Collected data —
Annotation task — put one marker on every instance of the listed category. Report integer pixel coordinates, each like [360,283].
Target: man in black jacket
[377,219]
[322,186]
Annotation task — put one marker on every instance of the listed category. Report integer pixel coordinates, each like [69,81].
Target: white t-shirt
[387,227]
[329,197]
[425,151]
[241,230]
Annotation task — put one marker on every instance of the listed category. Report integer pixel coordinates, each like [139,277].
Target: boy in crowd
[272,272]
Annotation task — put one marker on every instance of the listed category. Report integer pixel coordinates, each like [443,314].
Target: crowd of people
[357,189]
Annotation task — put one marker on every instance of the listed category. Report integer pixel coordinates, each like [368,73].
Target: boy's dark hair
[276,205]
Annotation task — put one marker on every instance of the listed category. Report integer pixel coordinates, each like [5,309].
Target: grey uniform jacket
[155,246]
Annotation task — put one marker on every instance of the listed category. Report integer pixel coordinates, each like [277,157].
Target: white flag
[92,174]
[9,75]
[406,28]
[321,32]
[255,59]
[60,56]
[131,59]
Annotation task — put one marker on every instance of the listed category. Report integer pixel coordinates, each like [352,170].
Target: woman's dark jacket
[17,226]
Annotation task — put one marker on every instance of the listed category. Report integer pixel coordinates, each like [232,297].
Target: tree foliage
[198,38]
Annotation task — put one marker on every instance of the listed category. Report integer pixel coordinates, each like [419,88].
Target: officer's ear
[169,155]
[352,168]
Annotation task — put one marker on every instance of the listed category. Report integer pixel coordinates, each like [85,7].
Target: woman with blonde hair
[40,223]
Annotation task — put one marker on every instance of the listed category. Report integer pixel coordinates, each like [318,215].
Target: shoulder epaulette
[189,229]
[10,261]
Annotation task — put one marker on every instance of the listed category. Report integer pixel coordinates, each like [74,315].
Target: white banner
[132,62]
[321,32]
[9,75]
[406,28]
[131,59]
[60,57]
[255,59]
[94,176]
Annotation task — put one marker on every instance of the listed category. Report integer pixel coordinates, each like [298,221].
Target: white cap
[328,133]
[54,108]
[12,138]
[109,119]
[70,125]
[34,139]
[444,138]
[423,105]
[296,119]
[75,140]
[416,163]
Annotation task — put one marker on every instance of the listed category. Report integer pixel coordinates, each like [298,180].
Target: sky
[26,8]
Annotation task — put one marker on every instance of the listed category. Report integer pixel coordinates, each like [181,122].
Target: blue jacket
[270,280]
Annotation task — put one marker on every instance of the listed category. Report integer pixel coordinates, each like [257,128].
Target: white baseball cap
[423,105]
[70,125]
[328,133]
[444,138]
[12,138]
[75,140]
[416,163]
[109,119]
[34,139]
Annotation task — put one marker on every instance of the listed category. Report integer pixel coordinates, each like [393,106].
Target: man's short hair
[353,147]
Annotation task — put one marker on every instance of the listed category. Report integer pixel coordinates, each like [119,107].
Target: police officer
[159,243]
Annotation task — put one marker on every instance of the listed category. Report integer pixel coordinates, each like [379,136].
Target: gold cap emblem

WHAT THE TASK ASKS — Write out exactly the lines starting with the one that holds "each like [257,128]." and running through the last line above.

RESULT OF THIS TASK —
Annotation task — put one marker on every instance of the listed category. Report integer pixel coordinates, each like [257,128].
Target: white baseball cap
[423,105]
[70,125]
[328,133]
[444,138]
[12,138]
[75,140]
[416,163]
[109,119]
[34,139]
Annotation task — put one marker on every instance of the listed category. Report integer pixel coordinates, each like [393,106].
Target: man's short hair
[353,147]
Annotation task — put one marker on every instance of the listed category. Report integer pixel coordinates, each like [119,107].
Target: police officer
[159,243]
Annotation task — put one marker on every instance of the listed category. Report integer pixel coordinates, each like [379,136].
Target: gold cap emblem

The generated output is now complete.